■ Task requirements: Could you copy, word for word, only the lines from the one containing "Can you see the elderly" through the last line of the records below, both included?

════

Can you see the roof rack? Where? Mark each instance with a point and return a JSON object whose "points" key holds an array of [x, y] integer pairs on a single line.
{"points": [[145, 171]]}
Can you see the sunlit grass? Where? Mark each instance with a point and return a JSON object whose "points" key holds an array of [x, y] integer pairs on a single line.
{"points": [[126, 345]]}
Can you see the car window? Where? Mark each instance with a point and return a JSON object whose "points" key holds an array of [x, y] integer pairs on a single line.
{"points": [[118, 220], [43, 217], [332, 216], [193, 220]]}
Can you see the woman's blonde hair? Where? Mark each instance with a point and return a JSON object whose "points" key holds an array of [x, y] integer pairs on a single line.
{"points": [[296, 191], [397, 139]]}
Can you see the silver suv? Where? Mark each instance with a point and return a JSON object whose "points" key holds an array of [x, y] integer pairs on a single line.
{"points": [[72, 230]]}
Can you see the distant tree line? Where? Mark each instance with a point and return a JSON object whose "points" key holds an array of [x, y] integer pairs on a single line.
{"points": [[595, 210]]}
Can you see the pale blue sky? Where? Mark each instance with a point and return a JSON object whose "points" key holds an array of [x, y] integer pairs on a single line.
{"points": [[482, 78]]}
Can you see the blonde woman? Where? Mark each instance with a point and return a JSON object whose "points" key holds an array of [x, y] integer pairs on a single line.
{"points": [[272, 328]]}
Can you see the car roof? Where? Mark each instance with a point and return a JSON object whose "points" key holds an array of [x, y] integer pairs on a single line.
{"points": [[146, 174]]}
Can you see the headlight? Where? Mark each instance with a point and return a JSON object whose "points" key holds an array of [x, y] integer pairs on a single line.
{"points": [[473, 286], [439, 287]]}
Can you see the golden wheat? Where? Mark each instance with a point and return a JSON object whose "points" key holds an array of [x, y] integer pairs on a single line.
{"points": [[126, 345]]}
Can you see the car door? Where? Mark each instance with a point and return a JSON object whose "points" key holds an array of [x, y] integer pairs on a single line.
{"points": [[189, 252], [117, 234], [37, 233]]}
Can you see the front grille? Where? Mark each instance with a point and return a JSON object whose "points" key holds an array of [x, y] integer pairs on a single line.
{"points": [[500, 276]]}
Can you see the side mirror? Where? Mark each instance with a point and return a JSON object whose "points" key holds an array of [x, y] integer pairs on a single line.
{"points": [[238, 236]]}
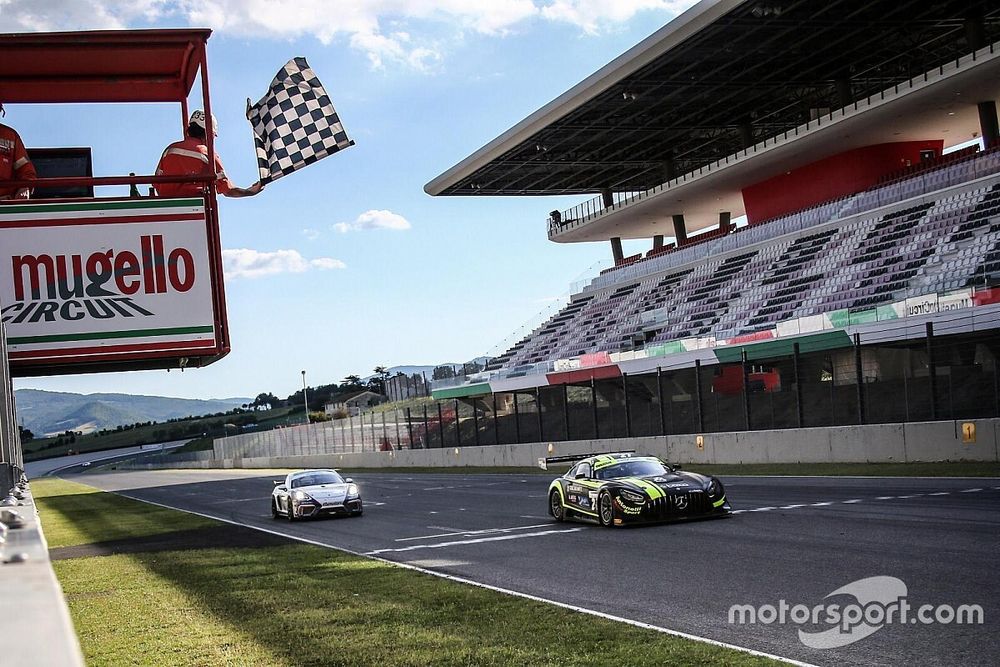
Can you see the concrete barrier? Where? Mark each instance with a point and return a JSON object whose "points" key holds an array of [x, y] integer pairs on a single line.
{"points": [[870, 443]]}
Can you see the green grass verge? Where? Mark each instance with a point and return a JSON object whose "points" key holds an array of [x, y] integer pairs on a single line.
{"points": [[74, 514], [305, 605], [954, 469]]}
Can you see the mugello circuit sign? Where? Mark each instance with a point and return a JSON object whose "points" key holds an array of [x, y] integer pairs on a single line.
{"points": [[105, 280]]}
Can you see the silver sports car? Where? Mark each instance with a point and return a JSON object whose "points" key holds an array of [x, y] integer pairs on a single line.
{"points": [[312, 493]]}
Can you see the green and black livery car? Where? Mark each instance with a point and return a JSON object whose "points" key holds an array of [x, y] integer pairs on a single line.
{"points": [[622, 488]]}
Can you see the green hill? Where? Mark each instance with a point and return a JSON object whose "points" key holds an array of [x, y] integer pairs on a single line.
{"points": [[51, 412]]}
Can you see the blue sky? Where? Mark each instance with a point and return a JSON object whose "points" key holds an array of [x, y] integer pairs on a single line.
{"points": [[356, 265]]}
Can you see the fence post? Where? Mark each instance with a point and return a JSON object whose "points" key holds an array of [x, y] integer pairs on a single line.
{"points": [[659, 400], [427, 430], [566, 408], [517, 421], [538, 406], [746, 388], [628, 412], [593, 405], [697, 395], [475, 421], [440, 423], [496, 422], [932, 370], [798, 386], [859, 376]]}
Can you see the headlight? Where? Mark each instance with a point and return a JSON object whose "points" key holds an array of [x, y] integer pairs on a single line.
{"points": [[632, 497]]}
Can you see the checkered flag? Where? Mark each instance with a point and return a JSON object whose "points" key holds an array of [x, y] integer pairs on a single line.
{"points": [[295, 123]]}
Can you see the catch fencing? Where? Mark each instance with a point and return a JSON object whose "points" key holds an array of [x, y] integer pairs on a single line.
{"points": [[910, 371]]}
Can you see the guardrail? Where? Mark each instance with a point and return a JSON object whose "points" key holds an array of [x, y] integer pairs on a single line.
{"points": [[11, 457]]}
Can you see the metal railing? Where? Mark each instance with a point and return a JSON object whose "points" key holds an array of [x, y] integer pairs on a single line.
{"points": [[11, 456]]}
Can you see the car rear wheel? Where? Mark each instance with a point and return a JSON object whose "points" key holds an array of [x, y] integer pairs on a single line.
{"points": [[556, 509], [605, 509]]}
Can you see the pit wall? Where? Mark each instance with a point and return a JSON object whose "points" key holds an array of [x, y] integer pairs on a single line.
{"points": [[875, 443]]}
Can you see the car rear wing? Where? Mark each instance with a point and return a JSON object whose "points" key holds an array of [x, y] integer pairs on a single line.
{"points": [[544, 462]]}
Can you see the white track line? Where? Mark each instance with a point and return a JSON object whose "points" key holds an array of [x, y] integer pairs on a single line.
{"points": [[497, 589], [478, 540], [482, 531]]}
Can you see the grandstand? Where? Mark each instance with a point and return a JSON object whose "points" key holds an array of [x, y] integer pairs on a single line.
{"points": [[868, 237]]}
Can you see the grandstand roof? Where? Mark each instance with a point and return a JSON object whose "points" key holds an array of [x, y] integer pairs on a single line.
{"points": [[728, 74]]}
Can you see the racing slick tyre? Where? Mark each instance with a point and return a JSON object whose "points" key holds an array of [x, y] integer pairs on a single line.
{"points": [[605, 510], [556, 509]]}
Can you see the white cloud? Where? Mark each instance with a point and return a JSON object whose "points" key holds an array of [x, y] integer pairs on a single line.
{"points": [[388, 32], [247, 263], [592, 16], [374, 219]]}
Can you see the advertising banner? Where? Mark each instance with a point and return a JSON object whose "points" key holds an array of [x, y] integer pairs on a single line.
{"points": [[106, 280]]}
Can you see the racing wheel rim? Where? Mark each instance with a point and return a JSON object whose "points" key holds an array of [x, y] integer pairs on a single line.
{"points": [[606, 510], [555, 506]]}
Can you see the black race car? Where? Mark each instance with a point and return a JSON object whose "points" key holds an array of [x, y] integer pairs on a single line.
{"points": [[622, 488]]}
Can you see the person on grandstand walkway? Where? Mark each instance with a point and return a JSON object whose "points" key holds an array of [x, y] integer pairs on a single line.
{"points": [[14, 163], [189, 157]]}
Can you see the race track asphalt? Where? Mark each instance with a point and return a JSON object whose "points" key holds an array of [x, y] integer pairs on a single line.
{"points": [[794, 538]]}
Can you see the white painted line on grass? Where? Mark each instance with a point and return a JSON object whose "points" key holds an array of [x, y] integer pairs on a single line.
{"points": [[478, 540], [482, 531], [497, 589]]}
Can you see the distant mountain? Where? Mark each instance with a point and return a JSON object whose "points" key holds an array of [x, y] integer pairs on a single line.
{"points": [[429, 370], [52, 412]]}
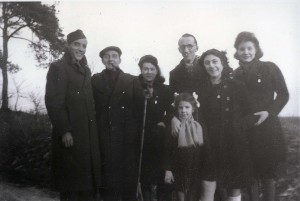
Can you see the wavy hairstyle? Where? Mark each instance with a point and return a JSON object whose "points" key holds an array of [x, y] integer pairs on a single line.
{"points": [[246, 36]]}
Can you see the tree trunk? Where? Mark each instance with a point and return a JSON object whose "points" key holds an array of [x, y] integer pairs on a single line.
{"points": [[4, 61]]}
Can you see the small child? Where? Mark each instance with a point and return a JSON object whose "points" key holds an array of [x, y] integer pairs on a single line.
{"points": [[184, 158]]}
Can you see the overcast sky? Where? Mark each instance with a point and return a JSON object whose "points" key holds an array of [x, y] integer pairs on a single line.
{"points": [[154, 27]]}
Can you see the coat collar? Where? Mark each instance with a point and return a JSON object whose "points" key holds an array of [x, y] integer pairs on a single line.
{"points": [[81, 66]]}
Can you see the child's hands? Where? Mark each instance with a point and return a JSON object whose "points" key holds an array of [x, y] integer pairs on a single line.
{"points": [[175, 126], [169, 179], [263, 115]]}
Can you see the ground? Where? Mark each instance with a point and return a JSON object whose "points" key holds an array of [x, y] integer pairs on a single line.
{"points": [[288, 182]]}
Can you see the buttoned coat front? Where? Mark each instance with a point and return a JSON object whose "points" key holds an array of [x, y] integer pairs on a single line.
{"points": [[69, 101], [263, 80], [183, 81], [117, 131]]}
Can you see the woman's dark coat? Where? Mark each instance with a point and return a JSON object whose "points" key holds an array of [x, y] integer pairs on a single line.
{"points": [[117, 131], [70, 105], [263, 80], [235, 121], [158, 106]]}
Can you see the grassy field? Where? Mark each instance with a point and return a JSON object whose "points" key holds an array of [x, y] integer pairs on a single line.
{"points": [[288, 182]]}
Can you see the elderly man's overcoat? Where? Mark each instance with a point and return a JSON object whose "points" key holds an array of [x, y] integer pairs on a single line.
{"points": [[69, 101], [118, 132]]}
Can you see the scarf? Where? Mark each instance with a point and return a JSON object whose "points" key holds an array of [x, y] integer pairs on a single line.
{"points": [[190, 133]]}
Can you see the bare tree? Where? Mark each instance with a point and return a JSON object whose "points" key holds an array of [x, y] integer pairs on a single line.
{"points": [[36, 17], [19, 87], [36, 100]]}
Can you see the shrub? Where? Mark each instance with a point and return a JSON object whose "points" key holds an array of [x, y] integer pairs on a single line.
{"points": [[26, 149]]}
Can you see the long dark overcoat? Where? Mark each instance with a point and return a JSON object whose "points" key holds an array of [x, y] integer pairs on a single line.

════

■ Right answer:
Can you see the elderly man's overcoat? Where? Mark each instance with a point and return a JSON object whose "points" key holds an array of [x, y] integer pairs on a single line.
{"points": [[69, 101], [118, 132]]}
Can you see the scarf? Where? Mark each instance with a point and return a JSON object whose "points" key holds an array of [x, y] integer pairs on a single line.
{"points": [[190, 133]]}
Can you see the bare tree? Where? Mark each instance with a point and return a JSON object whose "points" key holds an array of [x, y] integer pairs on a single line.
{"points": [[36, 17], [19, 87], [36, 100]]}
Can you see the shrub? Where? Mark each instance with a point and return a JSON object whose "points" key holds an array of [x, y] integer pairs on a single line.
{"points": [[26, 149]]}
Can you see the long dark overcoat? Where? Mark each instance with a point and return a JSON object whose "points" key holds an array of [x, y] integer pairs on a single line.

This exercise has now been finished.